> **Directions**: Could each record be restated word for word?

(Beginning of Excerpted records)

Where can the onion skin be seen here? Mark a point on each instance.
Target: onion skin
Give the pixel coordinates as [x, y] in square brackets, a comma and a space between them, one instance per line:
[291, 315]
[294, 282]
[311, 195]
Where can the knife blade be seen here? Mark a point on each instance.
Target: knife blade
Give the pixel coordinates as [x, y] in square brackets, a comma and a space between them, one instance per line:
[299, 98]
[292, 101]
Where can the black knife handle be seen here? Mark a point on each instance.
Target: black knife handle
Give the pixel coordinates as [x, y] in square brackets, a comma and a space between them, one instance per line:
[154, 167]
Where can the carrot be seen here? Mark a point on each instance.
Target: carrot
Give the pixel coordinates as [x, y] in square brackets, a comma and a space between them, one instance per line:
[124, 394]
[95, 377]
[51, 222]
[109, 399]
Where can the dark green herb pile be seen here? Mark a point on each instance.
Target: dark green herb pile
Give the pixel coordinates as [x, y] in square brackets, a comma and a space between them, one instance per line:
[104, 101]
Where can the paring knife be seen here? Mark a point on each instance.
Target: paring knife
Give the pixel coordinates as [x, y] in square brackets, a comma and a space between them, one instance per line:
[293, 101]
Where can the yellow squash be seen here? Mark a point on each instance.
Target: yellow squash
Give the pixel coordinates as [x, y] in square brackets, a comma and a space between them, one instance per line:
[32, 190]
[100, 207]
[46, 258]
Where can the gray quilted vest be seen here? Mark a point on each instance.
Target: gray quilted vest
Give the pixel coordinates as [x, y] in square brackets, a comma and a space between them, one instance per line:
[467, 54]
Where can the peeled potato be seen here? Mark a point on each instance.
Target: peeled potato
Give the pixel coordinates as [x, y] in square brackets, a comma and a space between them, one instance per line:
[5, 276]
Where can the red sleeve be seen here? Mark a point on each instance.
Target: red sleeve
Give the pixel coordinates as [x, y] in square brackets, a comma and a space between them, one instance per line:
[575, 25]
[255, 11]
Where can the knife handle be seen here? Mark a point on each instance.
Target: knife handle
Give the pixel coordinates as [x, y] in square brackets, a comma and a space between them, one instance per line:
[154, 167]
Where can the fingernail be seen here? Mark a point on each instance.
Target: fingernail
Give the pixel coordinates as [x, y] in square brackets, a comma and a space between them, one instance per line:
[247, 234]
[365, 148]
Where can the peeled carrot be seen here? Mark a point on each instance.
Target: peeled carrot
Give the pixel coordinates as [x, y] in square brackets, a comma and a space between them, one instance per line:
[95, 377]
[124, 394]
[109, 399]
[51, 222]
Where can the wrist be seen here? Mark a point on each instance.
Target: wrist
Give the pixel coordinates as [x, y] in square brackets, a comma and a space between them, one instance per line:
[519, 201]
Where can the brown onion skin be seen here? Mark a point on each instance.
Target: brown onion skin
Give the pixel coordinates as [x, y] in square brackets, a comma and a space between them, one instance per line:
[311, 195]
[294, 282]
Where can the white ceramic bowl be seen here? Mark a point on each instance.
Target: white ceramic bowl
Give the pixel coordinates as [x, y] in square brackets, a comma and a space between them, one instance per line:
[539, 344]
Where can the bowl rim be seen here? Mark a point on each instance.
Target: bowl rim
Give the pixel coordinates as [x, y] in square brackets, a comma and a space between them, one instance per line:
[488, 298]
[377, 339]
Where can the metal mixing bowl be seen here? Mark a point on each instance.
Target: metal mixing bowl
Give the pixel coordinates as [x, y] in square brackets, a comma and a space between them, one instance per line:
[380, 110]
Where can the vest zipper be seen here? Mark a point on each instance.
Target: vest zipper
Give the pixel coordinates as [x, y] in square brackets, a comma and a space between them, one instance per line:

(End of Excerpted records)

> **Your response**:
Where can the onion skin be seen here? Mark a point on each instance.
Target: onion skin
Give the pixel coordinates as [x, y] in square brackets, a comma and a space between them, one instance per line:
[291, 315]
[294, 282]
[311, 195]
Where can the knife blade be seen here? Mark a point on each instance.
Target: knife blade
Give the pixel coordinates as [x, y] in square brackets, a comma and a space between them, one instance per line:
[299, 98]
[292, 101]
Where can the black knife handle be seen here? Mark a point on each instance.
Target: black knife handle
Give the pixel coordinates as [x, y] in square brackets, a comma and a space between them, one instance per line:
[154, 167]
Where can the carrot be seen here? Mark a point on each instance.
Target: carrot
Give the pixel coordinates as [x, y] in square brackets, a comma and a space between them, one instance per line:
[124, 394]
[95, 377]
[51, 222]
[109, 399]
Where can the dark green herb pile be seen here? Mark a point on each instance.
Target: dark green herb pile
Give the pixel coordinates as [x, y] in square brackets, a comma and a space between them, one instance per line:
[104, 101]
Where can the paring knife be seen here? Mark a point on each instance.
Target: paring knife
Give the pixel coordinates as [x, y] in square brackets, a comma and a space between them, one instance per line:
[293, 101]
Where can the yellow squash be seen here? Mark a point on each instance.
Target: yellow squash
Give the pixel coordinates as [x, y] in square brackets, a comma and a space between them, one instance per line:
[32, 190]
[100, 207]
[46, 258]
Where can the gray quilted vest be seen here? Mark a point on each instance.
Target: gray quilted vest
Give the pixel coordinates as [x, y] in square brackets, a comma and a space between them, one instance per line:
[467, 54]
Where can the peeled potato be seen here? Mark a point on each instance.
Target: peeled potato
Give the pixel coordinates as [x, y] in square brackets, a comma and a space between them, one instance per line:
[5, 276]
Where can the red sleeve be seen here? Mark a point on each instance.
Target: red sleeve
Give the pixel coordinates as [x, y] in square brackets, a comma and a space between them, one instance per line:
[575, 25]
[255, 11]
Where can the knife handle be seen here? Mark a point on each instance.
Target: knife handle
Give the pixel coordinates as [x, y] in square brackets, a comma and a space between them, one instance per line:
[154, 167]
Where can the fingernail be seen here? Mark a point on each instance.
Target: fingernail
Give the pixel coordinates as [x, y] in square brackets, a comma and a space between them, one instance per line:
[247, 234]
[365, 148]
Where can the peeled carrot be seen here? Mark a point on each instance.
Target: peeled carrot
Give the pixel coordinates as [x, y] in square brackets, a comma and a space between them, one instance per line:
[95, 377]
[124, 394]
[109, 399]
[51, 222]
Where can the wrist be seen here? Mark a point on each instance.
Target: wrist
Give the pixel coordinates as [x, y] in square brackets, a comma and a space between them, one instance per line:
[519, 201]
Where can the brown onion skin be seen here? Mark a point on each instance.
Target: brown onion skin
Give the pixel coordinates as [x, y] in square brackets, a comma and a space between them, one instance per line:
[311, 195]
[294, 282]
Where can the white ceramic bowl be seen here? Mark a point on each instance.
Target: white ceramic bowl
Give the pixel coordinates as [x, y] in square brackets, a comma and a space between them, one instance per line:
[539, 344]
Where can the bowl rim be seen here? Mark a point on each instance.
Target: bowl rim
Give the pixel coordinates as [x, y] in square brackets, a comma and a space between them, one instance per line:
[488, 298]
[377, 339]
Where can the metal mixing bowl be seen here? Mark a point on each instance.
Target: metal mixing bowl
Give the pixel coordinates as [x, y] in square brackets, a comma and a space between them, one instance per line:
[380, 110]
Where can the vest zipper be seen here? Mark a point on each instance.
Target: vest zipper
Give the pixel coordinates as [x, y] in square brackets, a comma and a space between them, one instance per line:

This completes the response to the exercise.